Correlations: multicollinearity (independent variables in a regression model are highly correlated)

Handling Missing Data

Dropping columns with missing values or adding values by infering from the dataset or using default values for a given feature
Use SimpleImputer to fill missing values with the mean
Insight: understand the data so you can reason what's the best decision — using the mean value, 0 or dropping the column

Data Cleaning

Removing duplicates
Fixing incorrect labels
Correcting inconsistencies
Formatting the values (e.g. using float when the data is object)

Scaling/Normalization

Transformation (via FunctionTransformer(np.log1p) for example) is done to adjust the distribution of the dataset
- e.g. when there's more houses with low prices, it will be difficult to the model learns from houses with high prices (low volume) and predict on the test data
Standardizing or normalizing numerical features to ensure consistency
Use separate scalers for X and Y
- X and Y have different distributions (different scales and meanings)
- You can scale Y if it's a regression problem. Don't scale if it's a classification problem, since it's categorical
- Tree-based models like XGBoost, Decision Trees, or Random Forests usually don't need scaling because these models are not sensitive to feature scaling

Data Leakage

Data leakage (or leakage) happens when your training data contains information about the target, but similar data will not be available when the model is used for prediction
- This leads to high performance on the training set (and possibly even the validation data), but the model will perform poorly in production
- There are two main types of leakage: target leakage and train-test contamination.
Target leakage: occurs when your predictors include data that will not be available at the time you make predictions.
- e.g. after having pneumonia, a patient usually takes antibiotic medicines, so a "took_antibiotic_medicine" information has a strongl relationship with "got_pneumonia". The value of "took_antibiotic_medicine" is usually changed after the value for got_pneumonia is determined
- In this case, this feature (or any "variable updated (or created) after the target value") should be excluded from the training and validation set
Train-Test Contamination: when you don't distinguish training data from validation data
- Validation is meant to be a measure of how the model does on data that it hasn't considered before
- Running preprocessing before splitting data into train and validation would lead to the model getting good validation scores, giving you great confidence in it, but perform poorly when you deploy it to make decisions
- The idea is to exclude the validation data from any type of fitting, including the fitting of preprocessing steps
- A Pipeline helps handling this kind of leakages
Divide training and test into separate datasets before performing scaling the features
- The mean and standard deviation used for scaling will be computed from the entire dataset.

> _Problems to solve_:
1 - Answer these questions from the data preparation notes:
(a) What tool is named for filling missing values with the mean?
(b) What kinds of models usually don't need scaling?
(c) What are the two main types of leakage?
2 - Return everything in the data preparation notes from "Transformation (via FunctionTransformer(np.log1p)" down to "scales and meanings)", copied word for word.

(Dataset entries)

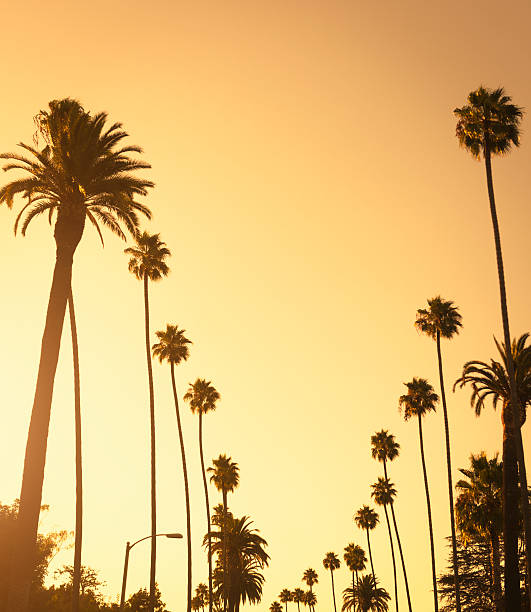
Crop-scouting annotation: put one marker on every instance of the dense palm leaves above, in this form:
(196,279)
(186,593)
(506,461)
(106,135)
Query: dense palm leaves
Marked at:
(419,400)
(81,172)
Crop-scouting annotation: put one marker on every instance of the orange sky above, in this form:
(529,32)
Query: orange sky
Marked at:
(311,189)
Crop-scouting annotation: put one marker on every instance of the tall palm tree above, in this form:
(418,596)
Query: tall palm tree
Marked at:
(490,125)
(492,381)
(479,512)
(385,448)
(147,263)
(442,320)
(419,400)
(226,476)
(81,173)
(332,563)
(173,348)
(366,518)
(202,397)
(383,492)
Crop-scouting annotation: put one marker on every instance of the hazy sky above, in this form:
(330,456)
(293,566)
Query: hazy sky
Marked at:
(313,194)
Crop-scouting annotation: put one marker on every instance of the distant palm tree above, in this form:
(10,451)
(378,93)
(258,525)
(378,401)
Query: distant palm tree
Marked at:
(385,448)
(81,173)
(442,319)
(173,348)
(492,381)
(367,595)
(383,492)
(332,563)
(490,125)
(202,397)
(366,518)
(419,400)
(225,476)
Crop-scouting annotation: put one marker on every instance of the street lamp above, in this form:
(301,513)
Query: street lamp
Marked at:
(128,547)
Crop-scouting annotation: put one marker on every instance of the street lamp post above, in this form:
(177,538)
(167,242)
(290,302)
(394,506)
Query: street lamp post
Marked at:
(128,547)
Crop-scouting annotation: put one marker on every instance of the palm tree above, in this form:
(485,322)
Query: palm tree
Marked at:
(479,512)
(492,381)
(419,400)
(173,348)
(490,125)
(202,397)
(147,262)
(332,563)
(442,319)
(366,518)
(385,448)
(225,476)
(383,492)
(79,174)
(368,596)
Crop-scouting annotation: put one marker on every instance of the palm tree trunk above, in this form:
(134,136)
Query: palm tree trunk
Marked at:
(153,475)
(430,526)
(524,498)
(392,554)
(208,511)
(23,556)
(449,469)
(186,492)
(76,577)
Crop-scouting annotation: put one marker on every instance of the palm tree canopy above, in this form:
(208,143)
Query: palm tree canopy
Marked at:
(202,396)
(172,345)
(366,518)
(419,400)
(331,561)
(440,316)
(148,257)
(488,120)
(81,172)
(383,446)
(491,381)
(225,474)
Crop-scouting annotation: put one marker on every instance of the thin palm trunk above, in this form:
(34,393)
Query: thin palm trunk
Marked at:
(153,475)
(208,511)
(514,395)
(186,492)
(449,470)
(430,526)
(76,578)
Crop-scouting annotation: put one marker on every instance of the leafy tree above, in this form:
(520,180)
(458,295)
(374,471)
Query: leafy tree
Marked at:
(442,319)
(81,173)
(490,125)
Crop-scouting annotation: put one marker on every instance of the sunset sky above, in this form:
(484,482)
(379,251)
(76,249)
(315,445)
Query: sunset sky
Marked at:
(313,194)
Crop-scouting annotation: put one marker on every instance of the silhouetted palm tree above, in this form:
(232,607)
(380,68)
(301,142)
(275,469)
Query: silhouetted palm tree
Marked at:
(492,381)
(80,173)
(383,493)
(173,348)
(442,319)
(385,448)
(419,400)
(332,563)
(490,125)
(366,518)
(147,263)
(202,397)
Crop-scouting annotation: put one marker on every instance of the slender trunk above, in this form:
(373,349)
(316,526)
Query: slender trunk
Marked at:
(430,526)
(76,578)
(449,469)
(208,511)
(23,557)
(186,492)
(524,498)
(153,475)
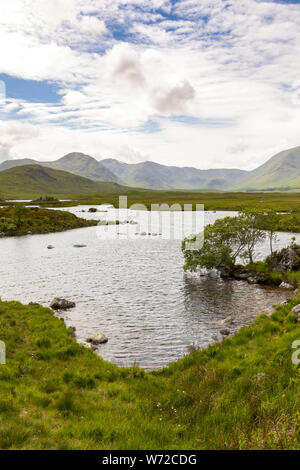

> _Solutions_:
1 -
(a) SimpleImputer
(b) Tree-based models like XGBoost, Decision Trees, or Random Forests
(c) Target leakage and train-test contamination

2 -
Transformation (via FunctionTransformer(np.log1p) for example) is done to adjust the distribution of the dataset
- e.g. when there's more houses with low prices, it will be difficult to the model learns from houses with high prices (low volume) and predict on the test data
Standardizing or normalizing numerical features to ensure consistency
Use separate scalers for X and Y
- X and Y have different distributions (different scales and meanings)